- Assigned task
Report every line of the records that includes the word "below".

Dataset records
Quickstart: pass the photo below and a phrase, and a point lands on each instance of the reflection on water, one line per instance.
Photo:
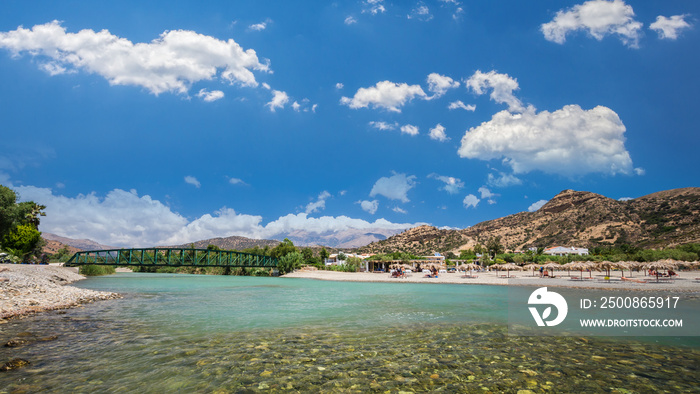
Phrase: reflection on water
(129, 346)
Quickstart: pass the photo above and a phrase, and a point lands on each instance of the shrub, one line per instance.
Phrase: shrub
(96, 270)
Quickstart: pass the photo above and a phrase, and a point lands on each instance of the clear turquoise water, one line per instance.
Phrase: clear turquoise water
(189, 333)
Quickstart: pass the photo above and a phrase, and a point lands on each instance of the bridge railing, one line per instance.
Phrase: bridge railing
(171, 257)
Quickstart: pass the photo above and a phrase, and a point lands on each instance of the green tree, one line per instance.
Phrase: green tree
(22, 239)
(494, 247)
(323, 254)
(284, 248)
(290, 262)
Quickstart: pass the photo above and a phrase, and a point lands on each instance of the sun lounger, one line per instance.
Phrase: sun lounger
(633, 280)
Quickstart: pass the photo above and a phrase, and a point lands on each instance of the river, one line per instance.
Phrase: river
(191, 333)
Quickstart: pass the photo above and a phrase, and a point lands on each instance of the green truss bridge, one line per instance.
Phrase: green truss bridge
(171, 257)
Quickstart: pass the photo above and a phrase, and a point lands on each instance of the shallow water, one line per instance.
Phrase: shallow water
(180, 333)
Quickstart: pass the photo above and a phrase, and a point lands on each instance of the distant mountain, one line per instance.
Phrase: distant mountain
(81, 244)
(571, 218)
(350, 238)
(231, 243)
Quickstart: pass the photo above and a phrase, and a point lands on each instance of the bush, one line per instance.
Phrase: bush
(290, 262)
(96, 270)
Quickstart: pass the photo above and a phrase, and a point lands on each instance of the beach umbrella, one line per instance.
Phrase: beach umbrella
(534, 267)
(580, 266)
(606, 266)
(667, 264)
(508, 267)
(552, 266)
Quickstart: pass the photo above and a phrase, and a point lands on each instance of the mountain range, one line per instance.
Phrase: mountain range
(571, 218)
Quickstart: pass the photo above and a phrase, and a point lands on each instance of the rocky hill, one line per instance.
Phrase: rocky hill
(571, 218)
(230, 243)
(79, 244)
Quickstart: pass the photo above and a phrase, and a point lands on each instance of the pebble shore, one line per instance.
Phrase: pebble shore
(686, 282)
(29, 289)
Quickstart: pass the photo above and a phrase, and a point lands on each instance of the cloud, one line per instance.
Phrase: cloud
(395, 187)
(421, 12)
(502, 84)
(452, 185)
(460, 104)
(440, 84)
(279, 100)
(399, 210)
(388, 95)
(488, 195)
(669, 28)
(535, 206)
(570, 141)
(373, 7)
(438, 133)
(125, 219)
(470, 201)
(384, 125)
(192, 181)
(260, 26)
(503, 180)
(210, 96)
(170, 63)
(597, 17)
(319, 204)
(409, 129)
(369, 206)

---

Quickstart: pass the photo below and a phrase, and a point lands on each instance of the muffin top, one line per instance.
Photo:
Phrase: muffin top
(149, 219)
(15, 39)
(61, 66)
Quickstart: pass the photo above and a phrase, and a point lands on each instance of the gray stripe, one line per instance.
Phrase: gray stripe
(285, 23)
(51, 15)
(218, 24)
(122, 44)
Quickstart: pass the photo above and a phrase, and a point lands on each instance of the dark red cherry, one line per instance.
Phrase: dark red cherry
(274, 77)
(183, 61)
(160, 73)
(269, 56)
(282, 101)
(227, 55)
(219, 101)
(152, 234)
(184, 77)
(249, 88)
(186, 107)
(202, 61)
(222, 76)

---

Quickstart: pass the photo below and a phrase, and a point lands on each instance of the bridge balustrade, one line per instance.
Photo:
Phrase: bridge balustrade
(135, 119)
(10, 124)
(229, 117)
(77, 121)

- Your solution
Quickstart: pass the photo below and a phrase, and a point lands on each instance of the reflection on water, one line per instance.
Quickstart: pass the photo below and a phrase, and a point lands on each instance of the muffin top, one line per instance.
Quickstart: pass the photo below and a phrase, and a point lands on each instance of the bridge balustrade, one line per instance.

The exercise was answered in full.